### Exercise details
Copy the lines from the start of the records through the line containing "[822, 373, 893, 520]", including both ends, and leave the pictures out of your copy.

— start Data for the task —

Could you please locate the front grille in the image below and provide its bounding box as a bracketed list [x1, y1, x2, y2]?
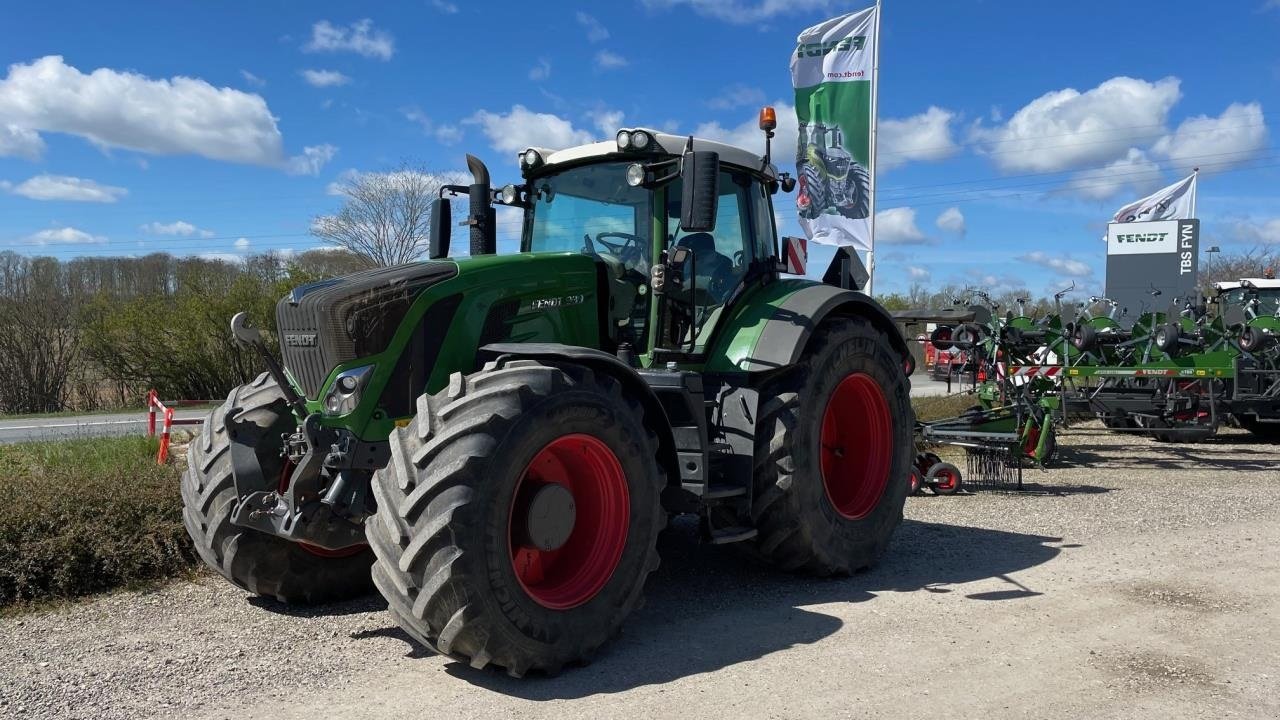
[275, 263, 457, 400]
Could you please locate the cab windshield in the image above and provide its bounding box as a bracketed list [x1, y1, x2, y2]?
[522, 161, 653, 274]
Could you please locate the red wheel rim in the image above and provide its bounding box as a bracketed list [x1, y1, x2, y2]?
[507, 433, 631, 610]
[822, 373, 893, 520]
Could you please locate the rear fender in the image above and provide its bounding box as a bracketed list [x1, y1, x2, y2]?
[476, 342, 681, 483]
[708, 279, 911, 373]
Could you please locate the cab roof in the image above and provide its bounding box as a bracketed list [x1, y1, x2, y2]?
[521, 128, 778, 181]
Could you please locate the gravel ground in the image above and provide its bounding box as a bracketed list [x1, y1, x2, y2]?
[0, 422, 1280, 720]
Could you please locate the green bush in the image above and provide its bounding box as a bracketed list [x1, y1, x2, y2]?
[0, 437, 197, 606]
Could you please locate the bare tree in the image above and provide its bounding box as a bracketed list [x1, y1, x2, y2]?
[311, 165, 462, 266]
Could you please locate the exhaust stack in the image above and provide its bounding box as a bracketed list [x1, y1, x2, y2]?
[465, 154, 498, 255]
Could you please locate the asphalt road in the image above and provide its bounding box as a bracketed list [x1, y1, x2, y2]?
[0, 425, 1280, 720]
[0, 410, 209, 445]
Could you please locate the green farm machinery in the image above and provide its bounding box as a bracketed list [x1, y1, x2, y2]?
[182, 113, 914, 675]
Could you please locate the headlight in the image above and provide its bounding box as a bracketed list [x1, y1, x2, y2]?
[324, 365, 374, 415]
[498, 184, 520, 205]
[627, 163, 644, 187]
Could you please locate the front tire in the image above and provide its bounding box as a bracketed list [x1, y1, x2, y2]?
[182, 373, 374, 603]
[751, 318, 915, 575]
[366, 360, 666, 676]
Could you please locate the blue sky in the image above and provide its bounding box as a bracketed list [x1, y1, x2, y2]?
[0, 0, 1280, 292]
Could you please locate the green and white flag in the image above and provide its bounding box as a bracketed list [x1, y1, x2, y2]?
[791, 5, 879, 251]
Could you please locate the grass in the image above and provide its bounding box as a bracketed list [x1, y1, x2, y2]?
[0, 437, 197, 607]
[0, 401, 221, 421]
[911, 393, 978, 421]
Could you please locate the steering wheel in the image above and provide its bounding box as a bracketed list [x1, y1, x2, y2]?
[595, 232, 644, 258]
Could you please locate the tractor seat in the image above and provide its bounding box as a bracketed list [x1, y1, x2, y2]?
[676, 232, 733, 305]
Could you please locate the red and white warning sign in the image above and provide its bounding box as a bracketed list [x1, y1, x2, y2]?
[782, 237, 809, 275]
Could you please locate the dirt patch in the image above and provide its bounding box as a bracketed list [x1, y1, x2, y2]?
[1091, 651, 1219, 692]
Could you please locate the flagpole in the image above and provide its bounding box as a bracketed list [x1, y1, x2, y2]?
[1192, 168, 1199, 219]
[867, 0, 881, 295]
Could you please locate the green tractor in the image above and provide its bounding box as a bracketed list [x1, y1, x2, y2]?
[182, 122, 914, 676]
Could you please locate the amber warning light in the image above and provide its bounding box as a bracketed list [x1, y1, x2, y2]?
[760, 108, 778, 132]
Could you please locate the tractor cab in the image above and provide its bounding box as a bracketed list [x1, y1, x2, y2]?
[438, 122, 792, 366]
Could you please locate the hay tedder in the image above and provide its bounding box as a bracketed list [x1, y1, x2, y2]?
[913, 278, 1280, 489]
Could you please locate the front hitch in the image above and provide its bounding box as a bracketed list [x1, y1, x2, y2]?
[232, 313, 307, 418]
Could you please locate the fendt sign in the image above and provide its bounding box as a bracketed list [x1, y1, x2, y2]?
[1106, 215, 1199, 325]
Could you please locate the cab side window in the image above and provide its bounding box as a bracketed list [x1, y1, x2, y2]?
[750, 181, 778, 260]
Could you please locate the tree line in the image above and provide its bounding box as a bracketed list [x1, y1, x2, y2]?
[0, 250, 370, 414]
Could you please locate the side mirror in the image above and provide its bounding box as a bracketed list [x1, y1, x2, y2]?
[680, 150, 719, 232]
[426, 197, 452, 260]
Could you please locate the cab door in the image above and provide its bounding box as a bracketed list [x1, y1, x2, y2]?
[664, 162, 777, 355]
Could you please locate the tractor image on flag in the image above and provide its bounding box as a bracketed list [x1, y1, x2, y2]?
[796, 123, 870, 220]
[182, 110, 914, 676]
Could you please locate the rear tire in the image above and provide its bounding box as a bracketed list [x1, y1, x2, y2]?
[182, 373, 374, 603]
[366, 360, 667, 676]
[751, 318, 915, 575]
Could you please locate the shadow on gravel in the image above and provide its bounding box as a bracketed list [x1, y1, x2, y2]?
[246, 593, 387, 618]
[407, 520, 1061, 701]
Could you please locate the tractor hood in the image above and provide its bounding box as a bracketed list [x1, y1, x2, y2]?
[275, 261, 458, 400]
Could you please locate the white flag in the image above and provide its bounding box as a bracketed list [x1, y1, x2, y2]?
[791, 5, 879, 250]
[1111, 173, 1197, 223]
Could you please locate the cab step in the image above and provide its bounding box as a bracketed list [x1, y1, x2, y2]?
[703, 483, 746, 500]
[710, 525, 760, 544]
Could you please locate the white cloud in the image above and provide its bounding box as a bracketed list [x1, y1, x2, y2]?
[1152, 102, 1267, 170]
[301, 69, 351, 87]
[401, 106, 462, 145]
[0, 123, 45, 160]
[27, 227, 106, 245]
[1018, 250, 1093, 278]
[529, 58, 552, 82]
[1065, 147, 1160, 200]
[138, 220, 214, 237]
[431, 126, 462, 145]
[284, 143, 338, 176]
[1231, 215, 1280, 243]
[0, 174, 129, 202]
[465, 105, 594, 152]
[302, 18, 396, 60]
[641, 0, 833, 24]
[876, 208, 929, 245]
[970, 77, 1181, 172]
[694, 100, 800, 157]
[876, 106, 960, 170]
[577, 13, 609, 42]
[0, 55, 284, 165]
[694, 100, 956, 169]
[590, 110, 626, 137]
[595, 50, 630, 70]
[707, 83, 764, 110]
[934, 208, 968, 234]
[325, 168, 471, 197]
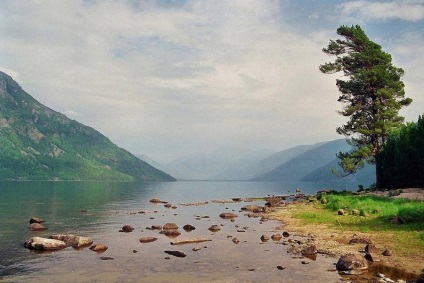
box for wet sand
[2,197,342,282]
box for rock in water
[24,237,68,251]
[183,224,196,232]
[302,245,318,255]
[90,244,108,252]
[165,251,187,257]
[336,254,368,271]
[50,234,93,249]
[29,217,46,224]
[139,237,158,243]
[29,223,48,231]
[163,223,178,230]
[119,224,134,233]
[208,225,221,232]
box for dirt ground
[269,188,424,280]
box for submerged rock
[162,223,179,230]
[183,224,196,232]
[219,212,238,219]
[301,245,318,256]
[90,243,109,252]
[138,237,158,243]
[29,223,48,231]
[24,237,68,251]
[50,234,93,248]
[119,224,134,233]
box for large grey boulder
[24,237,68,251]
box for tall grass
[325,192,424,227]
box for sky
[0,0,424,163]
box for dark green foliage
[320,25,412,184]
[0,72,175,181]
[378,116,424,188]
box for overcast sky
[0,0,424,162]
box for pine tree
[319,25,412,189]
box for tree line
[319,25,424,188]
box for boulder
[241,204,263,212]
[383,249,393,256]
[365,253,381,262]
[119,224,134,233]
[165,251,187,257]
[29,217,46,224]
[261,235,269,242]
[336,254,368,271]
[337,208,346,215]
[90,244,109,252]
[162,223,178,230]
[138,237,158,243]
[349,238,372,245]
[50,234,93,249]
[265,196,281,207]
[301,245,318,256]
[29,223,48,231]
[160,229,181,238]
[24,237,68,251]
[208,225,221,232]
[271,233,283,241]
[365,244,381,254]
[219,212,238,219]
[183,224,196,232]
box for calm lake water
[0,182,356,282]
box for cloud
[338,0,424,22]
[0,0,424,162]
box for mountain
[0,72,175,181]
[251,139,375,183]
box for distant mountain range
[0,72,175,181]
[139,139,375,185]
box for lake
[0,181,356,282]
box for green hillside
[0,72,175,181]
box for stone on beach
[336,254,368,271]
[302,245,318,255]
[50,234,93,248]
[162,223,178,230]
[119,224,134,233]
[165,251,187,257]
[24,237,68,251]
[29,223,48,231]
[29,216,46,224]
[171,238,212,245]
[183,224,196,232]
[208,225,221,232]
[219,212,238,219]
[138,237,158,243]
[90,243,109,252]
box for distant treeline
[377,116,424,188]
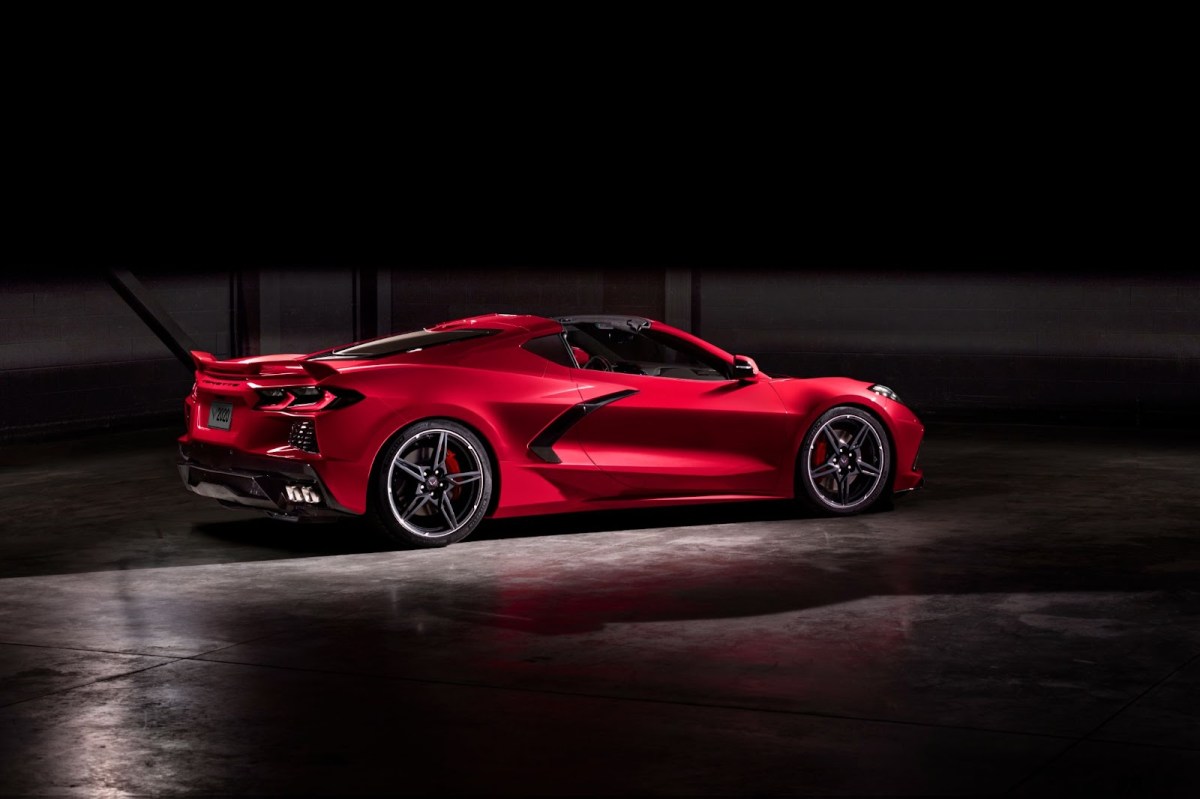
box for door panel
[571,370,792,495]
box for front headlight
[871,383,902,404]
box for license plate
[209,402,233,429]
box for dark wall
[0,269,229,435]
[700,266,1200,425]
[0,264,664,439]
[0,264,1200,438]
[391,265,665,330]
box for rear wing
[191,349,337,380]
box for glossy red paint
[180,314,924,542]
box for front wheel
[796,405,892,516]
[374,419,492,547]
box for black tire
[372,419,492,548]
[796,405,892,516]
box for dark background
[0,258,1200,439]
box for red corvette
[179,314,924,547]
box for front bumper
[176,443,353,519]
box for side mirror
[733,355,758,380]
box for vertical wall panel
[701,268,1200,422]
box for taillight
[254,385,362,410]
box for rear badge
[209,402,233,429]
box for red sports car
[179,313,925,547]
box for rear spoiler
[191,349,337,380]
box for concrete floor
[0,425,1200,797]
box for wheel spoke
[446,471,484,486]
[850,422,871,450]
[400,494,430,522]
[442,494,458,530]
[396,458,425,482]
[433,429,450,469]
[809,463,838,480]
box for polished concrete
[0,423,1200,797]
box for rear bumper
[176,443,353,519]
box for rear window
[312,328,499,361]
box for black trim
[175,441,358,518]
[108,263,196,374]
[529,389,637,463]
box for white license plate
[209,402,233,429]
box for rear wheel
[373,419,492,547]
[796,405,892,516]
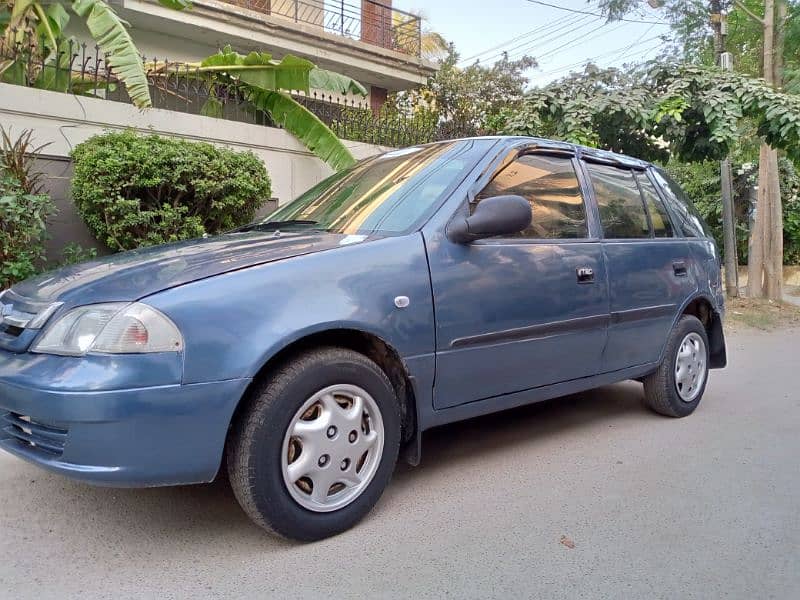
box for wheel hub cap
[675,331,707,402]
[281,384,384,512]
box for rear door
[584,162,695,371]
[426,153,608,409]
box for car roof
[440,135,651,169]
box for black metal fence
[0,38,478,147]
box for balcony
[219,0,422,56]
[114,0,437,92]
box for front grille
[0,413,67,458]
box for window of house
[586,163,650,239]
[636,173,673,237]
[472,154,587,239]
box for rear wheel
[228,348,400,541]
[644,315,708,417]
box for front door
[427,154,608,409]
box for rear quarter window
[650,169,711,237]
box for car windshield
[246,139,494,235]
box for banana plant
[0,0,191,108]
[147,46,367,170]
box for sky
[393,0,669,86]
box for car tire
[227,347,401,541]
[643,315,709,417]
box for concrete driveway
[0,330,800,599]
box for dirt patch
[725,298,800,331]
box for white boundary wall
[0,83,388,204]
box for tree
[394,47,536,131]
[600,0,800,300]
[506,64,800,209]
[147,46,367,170]
[0,0,191,107]
[0,0,367,169]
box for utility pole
[710,0,739,298]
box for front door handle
[575,267,594,283]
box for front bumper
[0,352,250,487]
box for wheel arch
[230,326,420,464]
[662,294,728,369]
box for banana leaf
[249,88,356,171]
[158,0,192,10]
[72,0,152,108]
[309,68,367,96]
[198,46,314,93]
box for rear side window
[472,154,587,239]
[586,163,650,239]
[636,173,673,237]
[651,169,711,237]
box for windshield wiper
[237,219,319,231]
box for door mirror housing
[447,196,533,244]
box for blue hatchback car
[0,137,726,540]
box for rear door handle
[575,267,594,283]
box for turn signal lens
[31,302,183,356]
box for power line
[478,17,591,62]
[538,35,661,77]
[528,0,666,25]
[458,15,585,64]
[520,23,624,59]
[543,19,661,75]
[458,15,571,63]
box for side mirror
[447,196,533,244]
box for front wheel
[644,315,708,417]
[228,348,400,541]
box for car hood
[13,231,365,304]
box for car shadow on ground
[2,382,653,548]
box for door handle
[575,267,594,283]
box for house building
[71,0,437,109]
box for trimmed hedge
[72,131,271,250]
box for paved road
[0,330,800,599]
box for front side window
[472,154,587,239]
[255,140,493,235]
[586,163,650,239]
[636,173,673,237]
[651,169,711,237]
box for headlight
[31,302,183,356]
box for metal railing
[222,0,422,56]
[0,38,480,147]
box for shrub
[0,173,55,289]
[72,131,270,250]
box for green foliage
[392,49,536,133]
[163,46,367,170]
[0,125,50,194]
[0,173,55,289]
[665,159,800,265]
[72,131,270,250]
[60,242,97,267]
[592,0,800,86]
[505,64,800,161]
[0,0,191,108]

— end Data for the task —

### Task solution
Could you please locate the front grille in the image below and provide its bounding box as a bracketed list [x1, y1, x2, y2]?
[275, 263, 457, 400]
Could you please locate the cab windshield in the image above and provide its bounding box as a bracketed list [x1, y1, x2, y2]?
[522, 161, 653, 274]
Could you please locate the red wheel rim in the image above and provide its bounding box as a bracketed list [x1, y1, x2, y2]?
[507, 433, 631, 610]
[822, 373, 893, 520]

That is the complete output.